* **Information**:
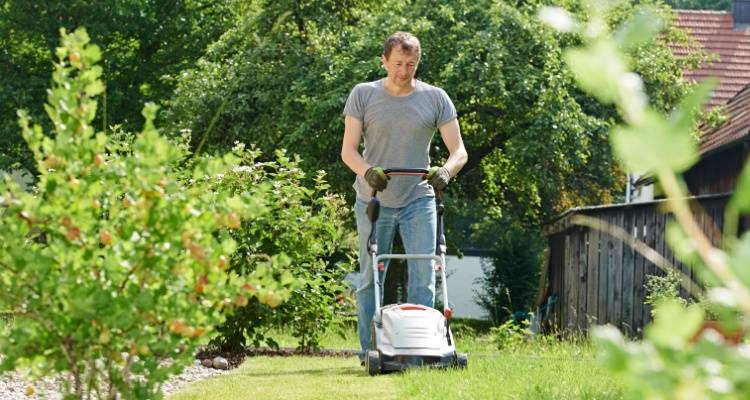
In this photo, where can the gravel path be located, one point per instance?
(14, 386)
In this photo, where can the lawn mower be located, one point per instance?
(410, 335)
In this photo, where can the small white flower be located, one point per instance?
(719, 385)
(557, 18)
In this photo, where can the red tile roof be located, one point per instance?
(737, 127)
(715, 31)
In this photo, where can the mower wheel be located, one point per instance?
(372, 363)
(462, 360)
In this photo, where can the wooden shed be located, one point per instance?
(592, 277)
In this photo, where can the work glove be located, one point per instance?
(376, 178)
(438, 177)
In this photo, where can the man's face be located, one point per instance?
(401, 66)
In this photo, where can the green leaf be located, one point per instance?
(684, 117)
(94, 88)
(597, 69)
(674, 325)
(639, 30)
(741, 197)
(740, 259)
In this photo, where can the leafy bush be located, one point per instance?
(115, 269)
(660, 288)
(510, 335)
(306, 224)
(673, 361)
(511, 276)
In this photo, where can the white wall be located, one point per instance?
(462, 276)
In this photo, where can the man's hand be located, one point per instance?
(438, 177)
(376, 178)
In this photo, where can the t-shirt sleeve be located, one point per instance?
(355, 106)
(446, 111)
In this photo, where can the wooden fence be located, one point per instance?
(594, 278)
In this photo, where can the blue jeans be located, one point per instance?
(417, 226)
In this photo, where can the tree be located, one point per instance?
(116, 266)
(537, 144)
(145, 43)
(721, 5)
(529, 131)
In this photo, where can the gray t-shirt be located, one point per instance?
(397, 132)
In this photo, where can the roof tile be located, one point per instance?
(715, 31)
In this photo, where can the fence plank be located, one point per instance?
(640, 223)
(604, 240)
(628, 273)
(617, 256)
(592, 282)
(569, 282)
(582, 279)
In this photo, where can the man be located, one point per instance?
(398, 117)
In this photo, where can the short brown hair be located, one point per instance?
(408, 42)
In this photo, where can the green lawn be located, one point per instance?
(550, 370)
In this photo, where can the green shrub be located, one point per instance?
(306, 224)
(115, 268)
(676, 358)
(661, 288)
(510, 335)
(511, 276)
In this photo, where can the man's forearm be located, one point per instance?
(355, 162)
(456, 161)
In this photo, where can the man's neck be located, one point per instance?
(397, 90)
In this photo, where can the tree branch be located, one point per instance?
(477, 155)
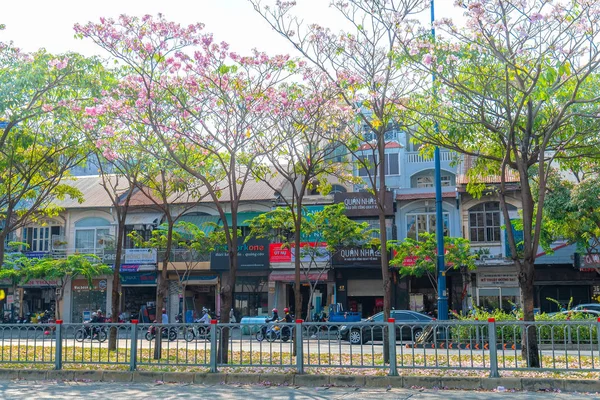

* **Instructions to follow**: Extract, word for word, each line from the one that contains "In this photo, where can the green lawn" through the final line of the data above. Leave the pictures out.

* **Your response**:
In this photo, where can the green lawn be located, one point per instance?
(550, 370)
In this photo, where can the green shrub be located, one point per instance?
(306, 224)
(115, 268)
(676, 358)
(661, 288)
(510, 335)
(511, 276)
In this photo, where can the man's forearm be located, one point per instance?
(355, 162)
(456, 161)
In this photo, where can the man's neck be located, one point per instance?
(397, 90)
In this photo, where can the tree branch be located, one point per instance?
(477, 155)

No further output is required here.